_INSTRUCTION_
Extract every line of the records below that contains the string "tube", and copy each such line in full. Matching is case-sensitive.

_INPUT RECORDS_
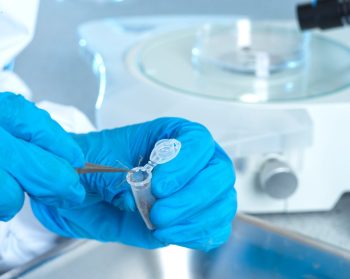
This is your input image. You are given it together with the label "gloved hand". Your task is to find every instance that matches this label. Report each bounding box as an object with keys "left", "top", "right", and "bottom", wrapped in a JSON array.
[
  {"left": 32, "top": 118, "right": 236, "bottom": 250},
  {"left": 0, "top": 93, "right": 85, "bottom": 221}
]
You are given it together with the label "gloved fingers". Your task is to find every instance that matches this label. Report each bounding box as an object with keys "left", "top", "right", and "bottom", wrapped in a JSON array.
[
  {"left": 0, "top": 93, "right": 84, "bottom": 167},
  {"left": 0, "top": 170, "right": 24, "bottom": 221},
  {"left": 152, "top": 122, "right": 216, "bottom": 198},
  {"left": 154, "top": 191, "right": 237, "bottom": 250},
  {"left": 151, "top": 145, "right": 235, "bottom": 228},
  {"left": 0, "top": 129, "right": 85, "bottom": 207}
]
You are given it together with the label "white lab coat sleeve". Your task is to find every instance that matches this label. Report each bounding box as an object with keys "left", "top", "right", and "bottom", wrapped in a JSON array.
[
  {"left": 0, "top": 0, "right": 39, "bottom": 69},
  {"left": 0, "top": 101, "right": 94, "bottom": 273}
]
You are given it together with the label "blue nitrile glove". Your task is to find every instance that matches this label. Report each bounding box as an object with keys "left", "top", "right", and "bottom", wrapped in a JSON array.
[
  {"left": 33, "top": 118, "right": 237, "bottom": 250},
  {"left": 0, "top": 93, "right": 85, "bottom": 221}
]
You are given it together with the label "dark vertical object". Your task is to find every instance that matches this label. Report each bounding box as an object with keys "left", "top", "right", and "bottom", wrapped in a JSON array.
[{"left": 297, "top": 0, "right": 350, "bottom": 30}]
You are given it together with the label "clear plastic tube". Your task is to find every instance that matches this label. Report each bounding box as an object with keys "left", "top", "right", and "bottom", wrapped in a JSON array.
[{"left": 126, "top": 139, "right": 181, "bottom": 230}]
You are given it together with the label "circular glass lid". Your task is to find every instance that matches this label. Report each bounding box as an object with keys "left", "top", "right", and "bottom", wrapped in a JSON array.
[{"left": 136, "top": 23, "right": 350, "bottom": 103}]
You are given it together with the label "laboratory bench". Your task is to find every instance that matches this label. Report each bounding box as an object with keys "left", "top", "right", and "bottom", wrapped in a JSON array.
[{"left": 7, "top": 0, "right": 350, "bottom": 278}]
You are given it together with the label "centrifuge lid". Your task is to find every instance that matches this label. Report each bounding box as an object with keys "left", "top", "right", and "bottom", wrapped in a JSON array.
[{"left": 133, "top": 26, "right": 350, "bottom": 103}]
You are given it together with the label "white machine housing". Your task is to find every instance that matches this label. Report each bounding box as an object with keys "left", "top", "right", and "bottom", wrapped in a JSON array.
[{"left": 79, "top": 17, "right": 350, "bottom": 213}]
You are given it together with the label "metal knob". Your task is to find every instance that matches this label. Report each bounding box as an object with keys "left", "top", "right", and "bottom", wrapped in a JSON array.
[{"left": 258, "top": 159, "right": 298, "bottom": 199}]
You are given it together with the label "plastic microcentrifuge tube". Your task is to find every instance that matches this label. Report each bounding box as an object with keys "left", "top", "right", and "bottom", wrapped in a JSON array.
[{"left": 126, "top": 139, "right": 181, "bottom": 230}]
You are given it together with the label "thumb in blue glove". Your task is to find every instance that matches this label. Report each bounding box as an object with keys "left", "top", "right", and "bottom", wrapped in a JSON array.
[{"left": 33, "top": 118, "right": 237, "bottom": 250}]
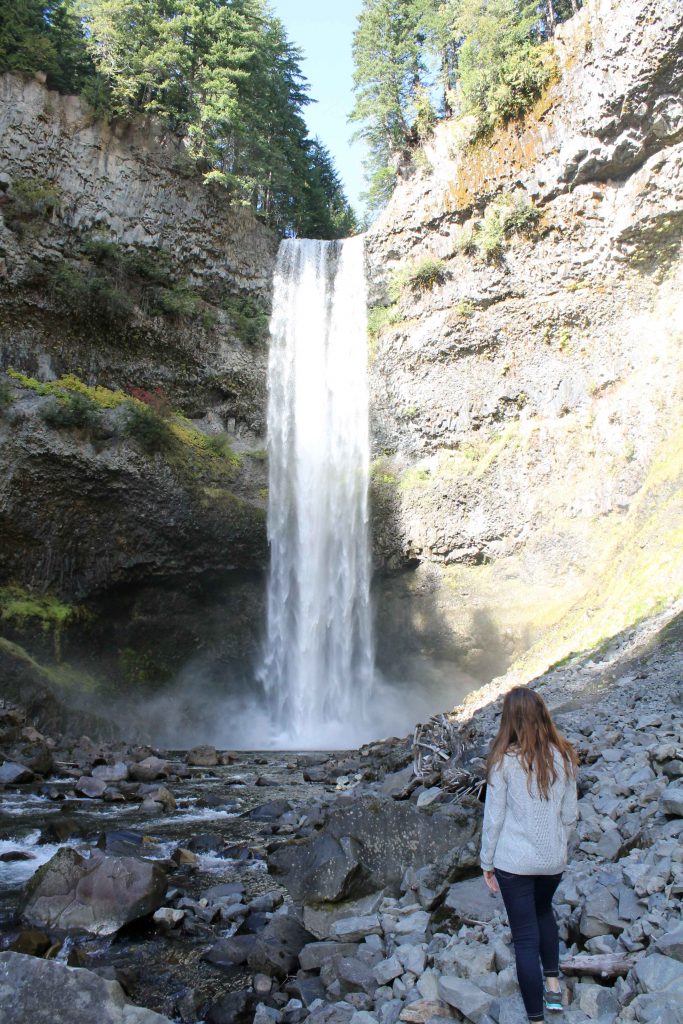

_RESULT OF THIS EXERCISE_
You are given it together with the label "clear plastic tube". Your task is to find every instance that matches this label. Report each bounding box as an object with keys "left", "top", "right", and "bottom", wrapped in a JSON array.
You are given it together with the label "plastic microcentrifuge tube". Your task is to find every instance that matches this label. Report each bounding box as an object with keys "left", "top", "right", and "bottom", wrapped in a JSON array.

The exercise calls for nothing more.